# Parts of the exercise:
1. In the terms of service, under what law is the company incorporated?
2. Copy the passage of the terms of service starting with "2. Services and" and going on through "with reasonable notice.".
3. Write the next part of the terms of service, picking up after its last sentence.

# Selected text:

Terms of Service
Last updated: 22 May 2026
These Terms of Service ("Terms") govern your access to and use of the website, products, and services (collectively, "Services") offered by REDNEK CORPORATE PRIVATE LIMITED ("RedNek", "we", "us", or "our"), a company incorporated under the Companies Act 2013, with its registered office at REDNEK CORPORATE PRIVATE LIMITED, 301, A-Block, SAI RASIK RESIDENCY, VITTAL RAO NAGAR, IMAGE HOSPITAL LANE, MADHAPUR, HYDERABAD-500081. By accessing or using our Services, you ("Client" or "you") agree to be bound by these Terms. If you do not agree, do not use our Services.
1. Definitions
- "Agreement" means these Terms together with any Statement of Work, Order Form, or Master Service Agreement executed between the parties.
- "Services" means all cybersecurity, cloud, managed security, VAPT, SOC/NOC, DevSecOps, and related IT services provided by RedNek.
- "Client Data" means any data, content, or materials submitted by the Client to RedNek in connection with the Services.
- "Confidential Information" means any non-public information disclosed by either party that is designated as confidential or that reasonably should be understood to be confidential.
- "Deliverables" means reports, code, documentation, or other outputs produced by RedNek specifically for a Client engagement.
2. Services and Scope
2.1 Service Provision
RedNek will provide Services as described in the applicable Statement of Work (SOW) or Order Form. We reserve the right to modify, update, or discontinue any feature of the Services with reasonable notice.

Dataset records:
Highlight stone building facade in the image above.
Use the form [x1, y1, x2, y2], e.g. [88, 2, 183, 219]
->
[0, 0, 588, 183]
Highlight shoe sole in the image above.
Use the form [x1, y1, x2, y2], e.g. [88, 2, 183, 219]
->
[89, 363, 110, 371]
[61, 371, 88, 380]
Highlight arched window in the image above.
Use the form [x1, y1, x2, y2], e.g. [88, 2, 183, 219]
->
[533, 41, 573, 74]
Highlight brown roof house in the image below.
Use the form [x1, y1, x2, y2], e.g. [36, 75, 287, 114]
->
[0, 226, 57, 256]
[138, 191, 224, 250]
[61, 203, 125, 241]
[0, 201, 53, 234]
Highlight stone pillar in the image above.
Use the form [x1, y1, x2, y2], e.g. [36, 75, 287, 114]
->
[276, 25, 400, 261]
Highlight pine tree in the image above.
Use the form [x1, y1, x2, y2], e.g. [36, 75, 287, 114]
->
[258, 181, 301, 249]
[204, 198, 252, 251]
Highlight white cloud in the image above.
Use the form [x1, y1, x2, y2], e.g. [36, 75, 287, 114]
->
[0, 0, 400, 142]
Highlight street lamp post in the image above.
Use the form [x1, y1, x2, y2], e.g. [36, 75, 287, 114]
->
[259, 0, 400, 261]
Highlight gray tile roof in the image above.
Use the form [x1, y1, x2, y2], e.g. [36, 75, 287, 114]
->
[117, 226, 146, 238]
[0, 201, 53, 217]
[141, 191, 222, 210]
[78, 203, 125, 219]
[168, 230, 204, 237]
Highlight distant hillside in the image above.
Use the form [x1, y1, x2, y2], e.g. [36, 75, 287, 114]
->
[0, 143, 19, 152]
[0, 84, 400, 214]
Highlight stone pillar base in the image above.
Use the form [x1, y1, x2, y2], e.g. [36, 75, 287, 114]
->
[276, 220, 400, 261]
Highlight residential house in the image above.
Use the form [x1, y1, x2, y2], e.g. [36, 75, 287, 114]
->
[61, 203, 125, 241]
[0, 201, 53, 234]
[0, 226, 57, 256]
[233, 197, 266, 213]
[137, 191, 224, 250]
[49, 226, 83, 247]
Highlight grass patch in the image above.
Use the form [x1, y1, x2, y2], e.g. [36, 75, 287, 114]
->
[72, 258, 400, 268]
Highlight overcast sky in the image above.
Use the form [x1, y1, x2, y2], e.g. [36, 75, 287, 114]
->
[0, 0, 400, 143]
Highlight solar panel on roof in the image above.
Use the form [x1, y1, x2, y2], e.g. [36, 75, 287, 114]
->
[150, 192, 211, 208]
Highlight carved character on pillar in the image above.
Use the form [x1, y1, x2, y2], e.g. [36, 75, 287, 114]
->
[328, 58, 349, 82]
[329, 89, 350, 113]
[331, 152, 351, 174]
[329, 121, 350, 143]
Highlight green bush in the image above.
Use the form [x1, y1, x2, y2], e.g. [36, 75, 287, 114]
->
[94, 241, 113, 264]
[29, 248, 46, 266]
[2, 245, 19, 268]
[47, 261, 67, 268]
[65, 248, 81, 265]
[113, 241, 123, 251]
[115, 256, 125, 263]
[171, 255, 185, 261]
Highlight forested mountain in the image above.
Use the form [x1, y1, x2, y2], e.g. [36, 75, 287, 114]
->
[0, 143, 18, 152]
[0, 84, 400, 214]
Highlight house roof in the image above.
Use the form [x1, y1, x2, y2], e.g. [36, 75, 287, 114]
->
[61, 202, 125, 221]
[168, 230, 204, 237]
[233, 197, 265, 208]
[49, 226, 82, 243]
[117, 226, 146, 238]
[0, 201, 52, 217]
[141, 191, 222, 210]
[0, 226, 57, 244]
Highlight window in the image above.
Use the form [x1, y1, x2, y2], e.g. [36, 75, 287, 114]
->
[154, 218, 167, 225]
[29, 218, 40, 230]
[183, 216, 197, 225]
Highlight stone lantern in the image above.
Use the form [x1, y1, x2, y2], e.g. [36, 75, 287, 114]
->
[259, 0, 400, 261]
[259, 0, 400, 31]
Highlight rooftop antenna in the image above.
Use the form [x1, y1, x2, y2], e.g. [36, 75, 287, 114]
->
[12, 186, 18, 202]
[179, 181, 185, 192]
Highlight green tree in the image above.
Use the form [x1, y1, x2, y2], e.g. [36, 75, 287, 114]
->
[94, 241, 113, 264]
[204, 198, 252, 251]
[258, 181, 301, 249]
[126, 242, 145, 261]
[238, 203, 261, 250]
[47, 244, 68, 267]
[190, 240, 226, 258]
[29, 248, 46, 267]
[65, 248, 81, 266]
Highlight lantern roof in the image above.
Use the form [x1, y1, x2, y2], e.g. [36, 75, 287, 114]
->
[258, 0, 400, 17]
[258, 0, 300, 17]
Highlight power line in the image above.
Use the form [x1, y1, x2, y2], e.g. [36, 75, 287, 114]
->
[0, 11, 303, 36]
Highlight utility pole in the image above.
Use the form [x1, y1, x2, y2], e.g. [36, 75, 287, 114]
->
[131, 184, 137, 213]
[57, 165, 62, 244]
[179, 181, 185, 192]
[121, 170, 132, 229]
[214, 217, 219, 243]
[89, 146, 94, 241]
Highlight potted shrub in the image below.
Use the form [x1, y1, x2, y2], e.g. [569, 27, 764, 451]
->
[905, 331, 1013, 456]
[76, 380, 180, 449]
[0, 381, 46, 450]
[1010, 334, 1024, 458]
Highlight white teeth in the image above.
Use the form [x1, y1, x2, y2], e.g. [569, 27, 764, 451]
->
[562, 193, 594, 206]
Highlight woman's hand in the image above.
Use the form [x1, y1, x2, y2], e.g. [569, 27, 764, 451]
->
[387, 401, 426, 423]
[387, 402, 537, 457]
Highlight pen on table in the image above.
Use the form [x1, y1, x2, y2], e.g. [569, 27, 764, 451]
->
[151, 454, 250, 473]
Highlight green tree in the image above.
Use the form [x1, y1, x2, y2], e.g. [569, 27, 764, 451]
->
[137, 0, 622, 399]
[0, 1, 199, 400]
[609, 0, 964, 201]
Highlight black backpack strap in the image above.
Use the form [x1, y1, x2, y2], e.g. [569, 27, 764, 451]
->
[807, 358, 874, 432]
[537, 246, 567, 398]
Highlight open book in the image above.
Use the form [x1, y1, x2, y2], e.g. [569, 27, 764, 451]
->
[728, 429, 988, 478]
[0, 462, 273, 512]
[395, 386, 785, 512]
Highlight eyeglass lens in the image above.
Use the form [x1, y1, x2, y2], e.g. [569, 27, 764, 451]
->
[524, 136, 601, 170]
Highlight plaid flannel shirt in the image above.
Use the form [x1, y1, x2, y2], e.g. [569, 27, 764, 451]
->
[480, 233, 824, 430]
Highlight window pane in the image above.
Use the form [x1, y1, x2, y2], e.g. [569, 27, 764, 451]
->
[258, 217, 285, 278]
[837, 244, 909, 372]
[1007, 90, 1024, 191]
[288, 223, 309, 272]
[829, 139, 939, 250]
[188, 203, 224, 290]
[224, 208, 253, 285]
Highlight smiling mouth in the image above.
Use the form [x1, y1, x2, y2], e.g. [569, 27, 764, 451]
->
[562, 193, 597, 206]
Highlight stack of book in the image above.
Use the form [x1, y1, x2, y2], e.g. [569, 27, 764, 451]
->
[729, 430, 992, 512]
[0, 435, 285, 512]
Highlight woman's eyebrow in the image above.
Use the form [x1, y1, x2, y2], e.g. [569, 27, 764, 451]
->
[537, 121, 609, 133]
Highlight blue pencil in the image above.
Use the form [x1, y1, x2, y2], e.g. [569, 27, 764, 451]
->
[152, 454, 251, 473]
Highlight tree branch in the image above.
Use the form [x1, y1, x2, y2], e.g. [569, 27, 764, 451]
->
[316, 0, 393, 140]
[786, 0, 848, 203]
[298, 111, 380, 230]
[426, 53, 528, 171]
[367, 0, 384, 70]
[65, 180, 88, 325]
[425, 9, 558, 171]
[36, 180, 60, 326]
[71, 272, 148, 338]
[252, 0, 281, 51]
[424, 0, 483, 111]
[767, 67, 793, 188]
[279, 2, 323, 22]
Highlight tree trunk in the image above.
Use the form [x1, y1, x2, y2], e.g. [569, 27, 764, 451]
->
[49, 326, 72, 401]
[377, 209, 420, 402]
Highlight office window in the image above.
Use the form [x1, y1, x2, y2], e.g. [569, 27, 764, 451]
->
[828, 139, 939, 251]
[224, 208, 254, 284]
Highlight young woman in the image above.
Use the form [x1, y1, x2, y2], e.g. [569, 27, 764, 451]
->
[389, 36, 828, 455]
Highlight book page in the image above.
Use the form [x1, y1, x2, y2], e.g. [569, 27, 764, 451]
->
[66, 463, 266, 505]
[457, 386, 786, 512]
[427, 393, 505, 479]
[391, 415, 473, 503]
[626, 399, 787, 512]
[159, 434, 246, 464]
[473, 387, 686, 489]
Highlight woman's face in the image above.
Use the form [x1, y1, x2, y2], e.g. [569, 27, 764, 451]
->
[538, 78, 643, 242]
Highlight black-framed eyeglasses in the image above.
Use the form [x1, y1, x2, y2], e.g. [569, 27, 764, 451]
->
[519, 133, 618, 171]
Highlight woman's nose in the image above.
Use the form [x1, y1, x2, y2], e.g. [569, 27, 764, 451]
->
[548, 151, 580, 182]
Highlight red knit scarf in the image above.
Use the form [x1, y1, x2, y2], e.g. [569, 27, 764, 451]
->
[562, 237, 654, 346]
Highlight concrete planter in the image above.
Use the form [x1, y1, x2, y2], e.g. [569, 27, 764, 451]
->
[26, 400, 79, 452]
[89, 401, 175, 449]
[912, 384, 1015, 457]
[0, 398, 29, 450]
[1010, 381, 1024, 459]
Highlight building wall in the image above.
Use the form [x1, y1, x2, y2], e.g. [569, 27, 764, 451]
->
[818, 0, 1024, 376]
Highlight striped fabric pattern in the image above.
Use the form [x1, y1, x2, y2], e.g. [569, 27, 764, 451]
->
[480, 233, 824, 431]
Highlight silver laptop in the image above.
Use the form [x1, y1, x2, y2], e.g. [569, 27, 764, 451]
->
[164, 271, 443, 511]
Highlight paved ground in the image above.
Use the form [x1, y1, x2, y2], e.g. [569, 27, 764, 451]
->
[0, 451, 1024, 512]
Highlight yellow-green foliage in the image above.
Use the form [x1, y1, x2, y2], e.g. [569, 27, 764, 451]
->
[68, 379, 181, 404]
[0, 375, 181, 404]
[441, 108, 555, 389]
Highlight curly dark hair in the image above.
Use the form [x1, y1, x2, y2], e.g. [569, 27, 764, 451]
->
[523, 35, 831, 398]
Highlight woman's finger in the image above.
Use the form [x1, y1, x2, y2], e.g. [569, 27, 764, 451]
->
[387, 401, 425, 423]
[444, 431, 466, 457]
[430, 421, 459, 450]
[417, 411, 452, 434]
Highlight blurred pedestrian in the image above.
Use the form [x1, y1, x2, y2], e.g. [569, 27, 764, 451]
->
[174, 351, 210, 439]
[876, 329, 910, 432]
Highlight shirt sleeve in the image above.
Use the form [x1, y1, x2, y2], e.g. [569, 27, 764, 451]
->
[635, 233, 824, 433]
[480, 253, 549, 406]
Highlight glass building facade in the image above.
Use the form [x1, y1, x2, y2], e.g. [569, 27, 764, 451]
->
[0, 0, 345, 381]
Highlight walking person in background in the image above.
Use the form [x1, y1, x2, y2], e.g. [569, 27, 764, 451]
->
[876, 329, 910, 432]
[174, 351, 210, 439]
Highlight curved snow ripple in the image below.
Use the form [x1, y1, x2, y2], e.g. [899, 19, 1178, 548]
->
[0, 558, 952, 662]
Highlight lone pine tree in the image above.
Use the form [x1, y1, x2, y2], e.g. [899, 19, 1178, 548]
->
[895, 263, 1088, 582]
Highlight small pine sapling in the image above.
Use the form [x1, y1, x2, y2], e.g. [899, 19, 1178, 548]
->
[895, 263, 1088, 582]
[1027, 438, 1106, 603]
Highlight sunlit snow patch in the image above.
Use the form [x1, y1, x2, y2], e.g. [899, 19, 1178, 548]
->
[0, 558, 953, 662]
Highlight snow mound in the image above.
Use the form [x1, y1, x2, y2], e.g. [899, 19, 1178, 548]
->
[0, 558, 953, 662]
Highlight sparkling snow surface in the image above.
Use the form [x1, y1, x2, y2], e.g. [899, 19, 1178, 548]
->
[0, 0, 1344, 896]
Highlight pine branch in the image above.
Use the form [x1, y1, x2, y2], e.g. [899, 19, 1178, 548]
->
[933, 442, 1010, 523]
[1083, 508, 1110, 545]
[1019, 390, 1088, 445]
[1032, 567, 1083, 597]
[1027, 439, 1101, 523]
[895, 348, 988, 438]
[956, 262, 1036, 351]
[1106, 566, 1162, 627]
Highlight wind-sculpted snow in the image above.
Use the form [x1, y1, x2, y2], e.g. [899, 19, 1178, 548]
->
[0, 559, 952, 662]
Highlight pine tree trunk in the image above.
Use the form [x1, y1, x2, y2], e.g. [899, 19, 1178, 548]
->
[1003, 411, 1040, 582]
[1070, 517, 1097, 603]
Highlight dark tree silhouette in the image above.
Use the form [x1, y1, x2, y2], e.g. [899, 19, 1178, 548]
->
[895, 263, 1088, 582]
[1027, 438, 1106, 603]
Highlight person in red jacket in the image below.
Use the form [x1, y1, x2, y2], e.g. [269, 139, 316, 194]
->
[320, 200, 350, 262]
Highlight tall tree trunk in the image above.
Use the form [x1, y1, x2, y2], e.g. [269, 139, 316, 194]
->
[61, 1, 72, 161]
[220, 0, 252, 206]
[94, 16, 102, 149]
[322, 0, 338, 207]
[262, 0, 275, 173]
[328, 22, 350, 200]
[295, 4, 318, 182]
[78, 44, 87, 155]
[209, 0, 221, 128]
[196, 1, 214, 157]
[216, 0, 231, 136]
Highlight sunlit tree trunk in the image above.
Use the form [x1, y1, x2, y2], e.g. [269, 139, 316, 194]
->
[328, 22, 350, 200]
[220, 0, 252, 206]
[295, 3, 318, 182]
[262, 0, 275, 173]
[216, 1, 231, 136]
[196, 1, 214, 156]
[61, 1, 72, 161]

# Responses to the exercise:
1. The Companies Act 2013.

2.
2. Services and Scope
2.1 Service Provision
RedNek will provide Services as described in the applicable Statement of Work (SOW) or Order Form. We reserve the right to modify, update, or discontinue any feature of the Services with reasonable notice.

3.
2.2 Authorization for Security Testing
For VAPT, penetration testing, and any active security assessment services, the Client represents and warrants that:
- They have full legal authority to authorize testing of all in-scope systems and networks.
- Written authorization has been obtained for all third-party systems or cloud environments included in scope.
- The scope, rules of engagement, and testing windows are explicitly defined in the SOW.
RedNek will not conduct security testing outside the agreed scope under any circumstances.
2.3 Subcontractors
RedNek may engage qualified subcontractors to assist in delivering Services, subject to confidentiality obligations equivalent to those in these Terms.
3. Client Obligations
You agree to:
- Provide accurate, complete, and up-to-date information necessary for RedNek to deliver the Services.
- Grant RedNek access to systems, environments, and personnel reasonably required for service delivery.
- Designate a primary point of contact with authority to provide technical and business decisions.
- Comply with all applicable laws and regulations in your use of the Services.
- Not use the Services to engage in any unlawful, harmful, or unauthorized activity.
- Promptly notify RedNek of any security incidents, changes in scope, or material changes to your environment.
4. Fees and Payment
4.1 Fees
Fees for Services are set out in the applicable SOW or Order Form. Unless otherwise agreed, invoices are payable within 30 days of issue.
4.2 Late Payments
Late payments accrue interest at 1.5% per month (or the maximum rate permitted by law, whichever is lower) from the due date. RedNek reserves the right to suspend Services for non-payment after 15 days' written notice.
4.3 Taxes
Fees are exclusive of applicable taxes, including GST. The Client is responsible for all applicable taxes unless RedNek is required by law to collect and remit them.
4.4 Disputes
Invoice disputes must be raised in writing within 10 business days of receipt. Undisputed amounts remain due per the payment terms.
5. Intellectual Property
5.1 RedNek IP
RedNek retains all rights, title, and interest in its pre-existing intellectual property, tools, methodologies, frameworks, and general knowledge developed independently of any Client engagement.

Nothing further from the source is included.